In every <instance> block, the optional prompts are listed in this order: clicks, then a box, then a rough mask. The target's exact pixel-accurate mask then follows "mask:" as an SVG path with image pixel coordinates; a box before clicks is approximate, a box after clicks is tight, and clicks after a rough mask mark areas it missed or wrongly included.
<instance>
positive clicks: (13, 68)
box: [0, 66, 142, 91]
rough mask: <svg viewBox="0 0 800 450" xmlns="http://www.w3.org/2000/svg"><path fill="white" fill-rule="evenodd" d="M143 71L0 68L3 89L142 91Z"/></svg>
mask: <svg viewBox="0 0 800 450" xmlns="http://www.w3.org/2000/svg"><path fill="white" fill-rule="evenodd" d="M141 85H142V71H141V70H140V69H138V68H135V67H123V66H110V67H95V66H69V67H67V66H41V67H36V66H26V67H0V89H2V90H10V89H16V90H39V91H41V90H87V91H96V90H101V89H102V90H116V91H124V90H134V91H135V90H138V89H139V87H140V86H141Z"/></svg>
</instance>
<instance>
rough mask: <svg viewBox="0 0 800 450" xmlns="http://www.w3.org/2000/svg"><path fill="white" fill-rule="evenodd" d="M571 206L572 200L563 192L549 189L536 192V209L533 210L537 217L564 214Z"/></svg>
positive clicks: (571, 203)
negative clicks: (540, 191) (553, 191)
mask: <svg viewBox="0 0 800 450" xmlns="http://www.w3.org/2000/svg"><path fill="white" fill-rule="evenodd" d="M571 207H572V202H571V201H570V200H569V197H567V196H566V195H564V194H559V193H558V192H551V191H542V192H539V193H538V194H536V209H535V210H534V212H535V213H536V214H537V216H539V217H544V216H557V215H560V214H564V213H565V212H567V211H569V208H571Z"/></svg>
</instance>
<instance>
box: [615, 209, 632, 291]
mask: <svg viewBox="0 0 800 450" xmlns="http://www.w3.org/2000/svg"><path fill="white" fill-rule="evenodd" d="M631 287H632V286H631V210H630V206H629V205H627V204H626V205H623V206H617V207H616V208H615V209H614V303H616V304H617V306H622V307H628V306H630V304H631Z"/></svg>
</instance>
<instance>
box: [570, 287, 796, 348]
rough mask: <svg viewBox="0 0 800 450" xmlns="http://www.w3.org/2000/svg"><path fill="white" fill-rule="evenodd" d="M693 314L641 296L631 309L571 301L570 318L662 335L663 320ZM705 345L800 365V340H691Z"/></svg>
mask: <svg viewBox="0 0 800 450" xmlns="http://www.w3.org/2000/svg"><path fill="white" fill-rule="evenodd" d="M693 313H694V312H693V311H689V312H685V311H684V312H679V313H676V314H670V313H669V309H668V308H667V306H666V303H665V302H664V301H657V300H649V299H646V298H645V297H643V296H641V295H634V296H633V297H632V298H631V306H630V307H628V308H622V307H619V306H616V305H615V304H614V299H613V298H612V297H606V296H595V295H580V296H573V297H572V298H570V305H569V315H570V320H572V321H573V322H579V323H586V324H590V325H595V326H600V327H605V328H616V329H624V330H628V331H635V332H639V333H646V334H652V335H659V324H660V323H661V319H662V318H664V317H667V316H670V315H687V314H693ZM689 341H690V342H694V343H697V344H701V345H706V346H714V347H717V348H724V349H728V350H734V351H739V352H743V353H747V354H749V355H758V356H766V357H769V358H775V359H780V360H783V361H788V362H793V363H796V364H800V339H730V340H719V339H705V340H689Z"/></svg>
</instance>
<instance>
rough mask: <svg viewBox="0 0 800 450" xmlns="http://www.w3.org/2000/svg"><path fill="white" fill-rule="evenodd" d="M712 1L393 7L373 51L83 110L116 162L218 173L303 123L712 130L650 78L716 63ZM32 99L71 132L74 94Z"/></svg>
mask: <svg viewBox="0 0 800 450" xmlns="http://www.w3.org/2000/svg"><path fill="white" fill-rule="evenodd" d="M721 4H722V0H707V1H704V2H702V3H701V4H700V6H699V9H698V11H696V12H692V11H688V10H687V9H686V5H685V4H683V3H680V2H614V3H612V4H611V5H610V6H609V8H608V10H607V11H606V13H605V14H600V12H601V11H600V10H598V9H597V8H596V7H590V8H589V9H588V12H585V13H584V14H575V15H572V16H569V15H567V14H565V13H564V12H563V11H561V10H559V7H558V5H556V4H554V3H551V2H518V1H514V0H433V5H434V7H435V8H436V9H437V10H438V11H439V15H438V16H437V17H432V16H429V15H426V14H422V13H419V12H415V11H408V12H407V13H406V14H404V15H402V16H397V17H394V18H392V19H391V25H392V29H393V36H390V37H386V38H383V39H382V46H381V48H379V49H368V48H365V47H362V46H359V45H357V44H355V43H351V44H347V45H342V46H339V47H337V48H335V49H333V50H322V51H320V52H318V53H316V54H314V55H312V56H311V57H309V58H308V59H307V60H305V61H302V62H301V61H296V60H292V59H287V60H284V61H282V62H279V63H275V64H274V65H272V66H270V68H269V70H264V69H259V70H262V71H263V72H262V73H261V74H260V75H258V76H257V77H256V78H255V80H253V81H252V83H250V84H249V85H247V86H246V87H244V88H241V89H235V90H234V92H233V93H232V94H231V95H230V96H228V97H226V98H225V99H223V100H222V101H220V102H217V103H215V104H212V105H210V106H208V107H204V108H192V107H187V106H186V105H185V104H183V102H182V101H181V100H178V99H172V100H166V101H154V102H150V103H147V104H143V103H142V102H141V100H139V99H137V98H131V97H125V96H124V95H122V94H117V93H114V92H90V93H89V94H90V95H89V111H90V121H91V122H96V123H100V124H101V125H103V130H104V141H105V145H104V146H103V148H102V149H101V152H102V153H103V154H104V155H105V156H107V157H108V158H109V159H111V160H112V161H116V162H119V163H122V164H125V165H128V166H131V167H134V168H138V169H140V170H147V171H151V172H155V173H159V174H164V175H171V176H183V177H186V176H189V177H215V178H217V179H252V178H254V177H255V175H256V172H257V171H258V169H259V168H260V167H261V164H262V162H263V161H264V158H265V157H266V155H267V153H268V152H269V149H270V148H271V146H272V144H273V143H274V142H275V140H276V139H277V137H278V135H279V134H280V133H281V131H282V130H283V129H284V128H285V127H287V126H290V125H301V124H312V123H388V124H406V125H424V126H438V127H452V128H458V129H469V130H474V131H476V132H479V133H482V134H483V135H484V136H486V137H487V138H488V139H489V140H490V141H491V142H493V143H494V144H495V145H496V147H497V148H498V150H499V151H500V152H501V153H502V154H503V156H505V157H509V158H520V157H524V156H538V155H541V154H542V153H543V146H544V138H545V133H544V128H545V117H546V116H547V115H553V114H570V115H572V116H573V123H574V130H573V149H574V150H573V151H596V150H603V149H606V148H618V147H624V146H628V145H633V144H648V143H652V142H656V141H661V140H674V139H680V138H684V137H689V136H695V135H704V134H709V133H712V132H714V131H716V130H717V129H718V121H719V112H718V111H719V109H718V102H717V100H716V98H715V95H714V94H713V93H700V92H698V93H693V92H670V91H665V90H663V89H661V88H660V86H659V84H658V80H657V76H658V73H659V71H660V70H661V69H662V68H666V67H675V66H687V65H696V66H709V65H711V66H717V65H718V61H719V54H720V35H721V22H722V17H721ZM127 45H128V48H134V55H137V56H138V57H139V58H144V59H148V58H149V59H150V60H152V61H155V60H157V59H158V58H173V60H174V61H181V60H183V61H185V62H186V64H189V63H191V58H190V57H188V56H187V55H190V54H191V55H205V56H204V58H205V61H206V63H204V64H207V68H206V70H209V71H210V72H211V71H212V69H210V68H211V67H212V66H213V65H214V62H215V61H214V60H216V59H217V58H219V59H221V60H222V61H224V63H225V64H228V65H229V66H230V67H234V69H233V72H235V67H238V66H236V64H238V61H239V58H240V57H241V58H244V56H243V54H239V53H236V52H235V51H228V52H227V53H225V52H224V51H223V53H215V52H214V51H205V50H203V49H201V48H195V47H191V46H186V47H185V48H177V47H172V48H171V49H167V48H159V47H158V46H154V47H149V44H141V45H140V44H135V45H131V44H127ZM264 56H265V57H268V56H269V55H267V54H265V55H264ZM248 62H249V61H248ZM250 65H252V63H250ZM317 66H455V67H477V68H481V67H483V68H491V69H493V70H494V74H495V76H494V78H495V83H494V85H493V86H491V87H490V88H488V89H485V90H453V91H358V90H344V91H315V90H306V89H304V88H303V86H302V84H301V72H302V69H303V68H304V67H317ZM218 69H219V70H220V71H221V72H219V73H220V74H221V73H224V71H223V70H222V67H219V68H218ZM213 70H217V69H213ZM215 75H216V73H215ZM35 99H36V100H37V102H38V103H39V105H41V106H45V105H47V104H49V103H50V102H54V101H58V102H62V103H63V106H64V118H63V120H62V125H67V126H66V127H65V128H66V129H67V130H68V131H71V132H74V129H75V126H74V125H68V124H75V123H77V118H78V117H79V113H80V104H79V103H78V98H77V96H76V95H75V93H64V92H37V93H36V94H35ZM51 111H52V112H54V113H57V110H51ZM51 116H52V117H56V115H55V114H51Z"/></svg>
########################################
* [WHAT IS EXPECTED] Whatever else the listing above holds, retype exactly only the lines from the one containing "71L0 68L3 89L142" to the one containing "206L572 200L563 192L549", both ends kept.

* [SOLUTION TO THIS TASK]
rough mask: <svg viewBox="0 0 800 450" xmlns="http://www.w3.org/2000/svg"><path fill="white" fill-rule="evenodd" d="M143 71L0 68L3 89L142 91Z"/></svg>
mask: <svg viewBox="0 0 800 450" xmlns="http://www.w3.org/2000/svg"><path fill="white" fill-rule="evenodd" d="M141 85H142V71H141V70H140V69H138V68H135V67H123V66H110V67H95V66H69V67H67V66H41V67H36V66H26V67H0V89H2V90H10V89H16V90H39V91H41V90H87V91H96V90H101V89H102V90H116V91H124V90H134V91H135V90H138V89H139V87H140V86H141Z"/></svg>
</instance>
<instance>
rough mask: <svg viewBox="0 0 800 450" xmlns="http://www.w3.org/2000/svg"><path fill="white" fill-rule="evenodd" d="M571 206L572 200L563 192L549 189L536 192V209L533 210L537 217L564 214Z"/></svg>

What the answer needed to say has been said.